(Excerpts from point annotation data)

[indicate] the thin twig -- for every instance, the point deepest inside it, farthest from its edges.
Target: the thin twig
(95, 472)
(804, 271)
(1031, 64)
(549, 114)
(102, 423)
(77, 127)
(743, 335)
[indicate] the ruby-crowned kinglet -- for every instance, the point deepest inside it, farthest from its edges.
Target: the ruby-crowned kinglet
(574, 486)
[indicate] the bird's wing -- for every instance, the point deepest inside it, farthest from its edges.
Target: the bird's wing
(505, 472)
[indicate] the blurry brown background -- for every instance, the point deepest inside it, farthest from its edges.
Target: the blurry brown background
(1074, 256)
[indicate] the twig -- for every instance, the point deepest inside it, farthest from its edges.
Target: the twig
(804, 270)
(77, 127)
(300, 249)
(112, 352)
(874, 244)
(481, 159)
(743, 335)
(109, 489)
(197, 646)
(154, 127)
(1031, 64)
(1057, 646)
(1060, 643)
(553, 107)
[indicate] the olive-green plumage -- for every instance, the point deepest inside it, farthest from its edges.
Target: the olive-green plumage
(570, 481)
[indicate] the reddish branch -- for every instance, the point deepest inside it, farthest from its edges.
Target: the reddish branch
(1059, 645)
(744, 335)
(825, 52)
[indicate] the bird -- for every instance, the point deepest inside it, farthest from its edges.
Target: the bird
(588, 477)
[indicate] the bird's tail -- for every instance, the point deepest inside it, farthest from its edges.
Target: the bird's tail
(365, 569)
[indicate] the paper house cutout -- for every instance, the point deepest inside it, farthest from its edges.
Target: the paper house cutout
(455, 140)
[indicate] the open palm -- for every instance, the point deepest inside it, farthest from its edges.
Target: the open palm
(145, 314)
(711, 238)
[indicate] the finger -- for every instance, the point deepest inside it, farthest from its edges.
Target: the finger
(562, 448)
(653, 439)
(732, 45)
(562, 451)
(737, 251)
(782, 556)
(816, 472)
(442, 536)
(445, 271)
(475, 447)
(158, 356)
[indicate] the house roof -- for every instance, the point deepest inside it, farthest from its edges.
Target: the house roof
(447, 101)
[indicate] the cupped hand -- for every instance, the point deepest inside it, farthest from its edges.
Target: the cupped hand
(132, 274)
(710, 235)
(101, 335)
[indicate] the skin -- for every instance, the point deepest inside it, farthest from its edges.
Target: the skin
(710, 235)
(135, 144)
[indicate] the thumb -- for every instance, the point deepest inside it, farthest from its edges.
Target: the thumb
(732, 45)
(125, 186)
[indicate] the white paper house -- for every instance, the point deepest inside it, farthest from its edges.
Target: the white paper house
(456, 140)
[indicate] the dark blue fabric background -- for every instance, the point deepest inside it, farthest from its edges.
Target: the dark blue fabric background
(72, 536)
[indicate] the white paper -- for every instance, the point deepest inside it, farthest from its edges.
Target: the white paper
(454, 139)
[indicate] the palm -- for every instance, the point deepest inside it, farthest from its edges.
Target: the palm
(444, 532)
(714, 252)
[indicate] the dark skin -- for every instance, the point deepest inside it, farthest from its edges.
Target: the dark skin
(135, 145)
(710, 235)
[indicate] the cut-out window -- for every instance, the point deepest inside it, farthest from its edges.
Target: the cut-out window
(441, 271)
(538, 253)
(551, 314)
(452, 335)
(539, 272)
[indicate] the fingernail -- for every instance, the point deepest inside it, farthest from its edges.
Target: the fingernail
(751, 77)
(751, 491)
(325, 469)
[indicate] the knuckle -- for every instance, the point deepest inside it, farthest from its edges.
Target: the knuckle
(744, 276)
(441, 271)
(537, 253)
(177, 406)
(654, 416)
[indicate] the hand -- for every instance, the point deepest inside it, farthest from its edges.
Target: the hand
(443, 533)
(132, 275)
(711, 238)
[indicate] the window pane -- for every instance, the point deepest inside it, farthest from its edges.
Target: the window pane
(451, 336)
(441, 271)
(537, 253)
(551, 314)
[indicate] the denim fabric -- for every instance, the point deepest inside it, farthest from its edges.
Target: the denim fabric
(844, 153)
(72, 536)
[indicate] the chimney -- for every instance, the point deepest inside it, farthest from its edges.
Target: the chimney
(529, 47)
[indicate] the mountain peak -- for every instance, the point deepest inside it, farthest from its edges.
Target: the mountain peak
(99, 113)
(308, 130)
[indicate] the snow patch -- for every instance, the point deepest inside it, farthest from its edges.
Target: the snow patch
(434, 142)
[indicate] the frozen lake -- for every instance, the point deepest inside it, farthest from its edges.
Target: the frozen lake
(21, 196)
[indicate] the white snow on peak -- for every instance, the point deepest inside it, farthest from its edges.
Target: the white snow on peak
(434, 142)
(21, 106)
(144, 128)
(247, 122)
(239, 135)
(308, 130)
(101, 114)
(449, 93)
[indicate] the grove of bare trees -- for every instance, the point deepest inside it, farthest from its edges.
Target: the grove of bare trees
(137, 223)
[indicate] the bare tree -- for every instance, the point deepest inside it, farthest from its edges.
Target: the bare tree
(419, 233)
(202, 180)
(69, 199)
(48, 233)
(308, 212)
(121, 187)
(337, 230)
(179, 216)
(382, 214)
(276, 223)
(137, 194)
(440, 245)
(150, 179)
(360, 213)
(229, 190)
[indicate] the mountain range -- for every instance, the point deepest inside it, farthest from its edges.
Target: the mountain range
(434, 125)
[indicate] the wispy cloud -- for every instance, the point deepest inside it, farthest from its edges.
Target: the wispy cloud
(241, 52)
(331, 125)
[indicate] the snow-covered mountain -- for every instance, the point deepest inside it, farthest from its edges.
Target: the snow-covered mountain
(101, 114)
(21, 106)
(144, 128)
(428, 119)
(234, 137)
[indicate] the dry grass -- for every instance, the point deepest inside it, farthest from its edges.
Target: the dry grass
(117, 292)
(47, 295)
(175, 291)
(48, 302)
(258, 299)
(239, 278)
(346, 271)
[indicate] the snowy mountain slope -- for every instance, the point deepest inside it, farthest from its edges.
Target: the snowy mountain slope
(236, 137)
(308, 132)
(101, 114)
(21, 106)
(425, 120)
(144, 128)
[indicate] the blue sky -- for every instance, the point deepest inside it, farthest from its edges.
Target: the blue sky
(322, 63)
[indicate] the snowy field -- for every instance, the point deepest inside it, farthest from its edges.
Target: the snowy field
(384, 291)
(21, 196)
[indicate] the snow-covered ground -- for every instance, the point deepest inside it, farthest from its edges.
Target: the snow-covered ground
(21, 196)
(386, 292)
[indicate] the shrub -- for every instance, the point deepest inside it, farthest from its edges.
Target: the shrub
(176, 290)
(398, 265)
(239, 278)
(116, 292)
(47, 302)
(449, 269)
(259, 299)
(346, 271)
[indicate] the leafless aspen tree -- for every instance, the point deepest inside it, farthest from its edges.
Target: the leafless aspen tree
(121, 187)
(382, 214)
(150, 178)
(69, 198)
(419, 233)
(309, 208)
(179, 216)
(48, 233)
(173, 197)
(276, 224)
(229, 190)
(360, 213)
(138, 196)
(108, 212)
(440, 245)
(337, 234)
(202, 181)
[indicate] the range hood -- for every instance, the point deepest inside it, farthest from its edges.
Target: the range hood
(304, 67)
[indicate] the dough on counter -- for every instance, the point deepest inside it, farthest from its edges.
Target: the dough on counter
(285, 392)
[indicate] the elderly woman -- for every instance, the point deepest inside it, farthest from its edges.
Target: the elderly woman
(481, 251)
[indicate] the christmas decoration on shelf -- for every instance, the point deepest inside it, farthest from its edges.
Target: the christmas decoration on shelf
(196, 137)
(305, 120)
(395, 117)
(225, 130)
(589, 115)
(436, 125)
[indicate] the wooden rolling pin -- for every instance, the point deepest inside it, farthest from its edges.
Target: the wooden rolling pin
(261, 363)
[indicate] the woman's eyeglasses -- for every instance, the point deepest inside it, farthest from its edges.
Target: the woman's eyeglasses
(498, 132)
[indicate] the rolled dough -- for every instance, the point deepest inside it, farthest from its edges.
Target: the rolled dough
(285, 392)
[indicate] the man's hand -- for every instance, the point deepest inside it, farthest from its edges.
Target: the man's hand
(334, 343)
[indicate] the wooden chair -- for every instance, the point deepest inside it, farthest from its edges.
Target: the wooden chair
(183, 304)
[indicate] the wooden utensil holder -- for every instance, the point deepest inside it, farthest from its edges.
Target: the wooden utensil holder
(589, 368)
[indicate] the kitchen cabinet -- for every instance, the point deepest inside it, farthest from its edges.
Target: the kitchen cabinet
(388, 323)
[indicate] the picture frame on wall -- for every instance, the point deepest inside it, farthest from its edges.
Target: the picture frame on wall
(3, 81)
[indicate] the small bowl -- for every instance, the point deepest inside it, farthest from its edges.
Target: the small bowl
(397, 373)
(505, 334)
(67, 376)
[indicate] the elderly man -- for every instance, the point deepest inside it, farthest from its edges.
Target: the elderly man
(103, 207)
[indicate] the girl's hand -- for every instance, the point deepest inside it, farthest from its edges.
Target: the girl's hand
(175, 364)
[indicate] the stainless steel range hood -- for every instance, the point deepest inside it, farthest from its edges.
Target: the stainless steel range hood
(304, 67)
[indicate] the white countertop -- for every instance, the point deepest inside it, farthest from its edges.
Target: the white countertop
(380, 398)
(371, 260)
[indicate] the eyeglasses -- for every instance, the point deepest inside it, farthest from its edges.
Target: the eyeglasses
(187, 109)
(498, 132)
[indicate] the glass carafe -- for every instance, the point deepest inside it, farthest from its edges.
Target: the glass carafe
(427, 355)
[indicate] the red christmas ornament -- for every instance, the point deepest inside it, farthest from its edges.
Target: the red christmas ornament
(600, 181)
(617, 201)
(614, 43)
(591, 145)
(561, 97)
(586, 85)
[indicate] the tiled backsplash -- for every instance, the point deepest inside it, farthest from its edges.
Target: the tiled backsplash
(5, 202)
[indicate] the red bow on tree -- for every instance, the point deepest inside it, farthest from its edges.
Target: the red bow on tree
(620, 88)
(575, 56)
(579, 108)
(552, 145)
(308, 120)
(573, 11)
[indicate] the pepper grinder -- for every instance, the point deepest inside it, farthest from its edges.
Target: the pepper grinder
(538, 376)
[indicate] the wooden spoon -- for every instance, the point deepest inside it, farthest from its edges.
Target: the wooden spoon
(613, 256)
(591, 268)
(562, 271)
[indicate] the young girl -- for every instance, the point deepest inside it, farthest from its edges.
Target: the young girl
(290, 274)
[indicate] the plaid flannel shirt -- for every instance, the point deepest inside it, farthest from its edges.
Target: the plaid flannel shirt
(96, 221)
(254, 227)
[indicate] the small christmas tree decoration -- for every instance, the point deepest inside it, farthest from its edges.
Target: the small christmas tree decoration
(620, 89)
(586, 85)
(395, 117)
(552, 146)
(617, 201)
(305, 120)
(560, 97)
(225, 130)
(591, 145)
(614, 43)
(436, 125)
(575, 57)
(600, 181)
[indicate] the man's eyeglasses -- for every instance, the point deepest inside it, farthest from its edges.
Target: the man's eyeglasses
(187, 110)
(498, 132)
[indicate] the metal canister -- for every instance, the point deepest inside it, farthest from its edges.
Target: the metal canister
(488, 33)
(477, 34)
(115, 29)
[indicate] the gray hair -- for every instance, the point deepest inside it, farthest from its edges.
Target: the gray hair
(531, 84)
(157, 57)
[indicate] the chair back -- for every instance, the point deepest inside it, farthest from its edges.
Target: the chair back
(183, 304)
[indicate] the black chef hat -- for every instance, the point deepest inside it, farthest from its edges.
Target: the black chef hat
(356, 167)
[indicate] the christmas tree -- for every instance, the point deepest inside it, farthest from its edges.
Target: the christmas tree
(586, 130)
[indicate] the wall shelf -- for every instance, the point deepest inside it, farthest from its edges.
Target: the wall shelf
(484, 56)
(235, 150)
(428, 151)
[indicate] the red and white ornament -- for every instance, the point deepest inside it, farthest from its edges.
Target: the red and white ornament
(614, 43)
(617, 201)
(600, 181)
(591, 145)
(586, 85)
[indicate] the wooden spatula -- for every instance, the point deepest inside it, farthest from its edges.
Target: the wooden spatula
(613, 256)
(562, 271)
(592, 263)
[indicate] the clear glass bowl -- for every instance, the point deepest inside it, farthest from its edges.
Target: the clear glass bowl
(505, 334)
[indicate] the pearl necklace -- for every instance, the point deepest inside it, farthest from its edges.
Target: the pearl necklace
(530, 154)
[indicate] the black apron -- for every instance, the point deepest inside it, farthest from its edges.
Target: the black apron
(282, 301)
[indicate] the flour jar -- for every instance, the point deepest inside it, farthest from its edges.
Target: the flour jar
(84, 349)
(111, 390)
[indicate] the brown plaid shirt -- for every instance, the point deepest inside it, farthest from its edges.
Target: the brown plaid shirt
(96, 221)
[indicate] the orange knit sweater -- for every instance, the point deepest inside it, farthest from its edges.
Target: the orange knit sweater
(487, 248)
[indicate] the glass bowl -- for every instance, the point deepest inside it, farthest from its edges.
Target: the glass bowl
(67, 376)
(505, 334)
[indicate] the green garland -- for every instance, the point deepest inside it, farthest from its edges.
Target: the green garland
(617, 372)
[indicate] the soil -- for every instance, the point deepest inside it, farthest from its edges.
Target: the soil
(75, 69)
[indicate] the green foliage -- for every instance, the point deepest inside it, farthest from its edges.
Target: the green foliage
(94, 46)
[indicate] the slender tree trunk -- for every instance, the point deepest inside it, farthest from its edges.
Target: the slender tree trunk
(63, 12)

§ STATED EXERCISE: Copy the entries starting at the line that contains "[indicate] the green foliage" and ending at the last line of the entries, swapping "slender tree trunk" for "thin tree trunk" and changing nothing else.

§ THE RESPONSE:
[indicate] the green foliage -- for every instance, the point deepest inside it, farthest from its edges.
Target: the green foliage
(94, 46)
[indicate] the thin tree trunk -- for every instance, the point deepest inside it, farthest from its edges.
Target: the thin tree trunk
(63, 12)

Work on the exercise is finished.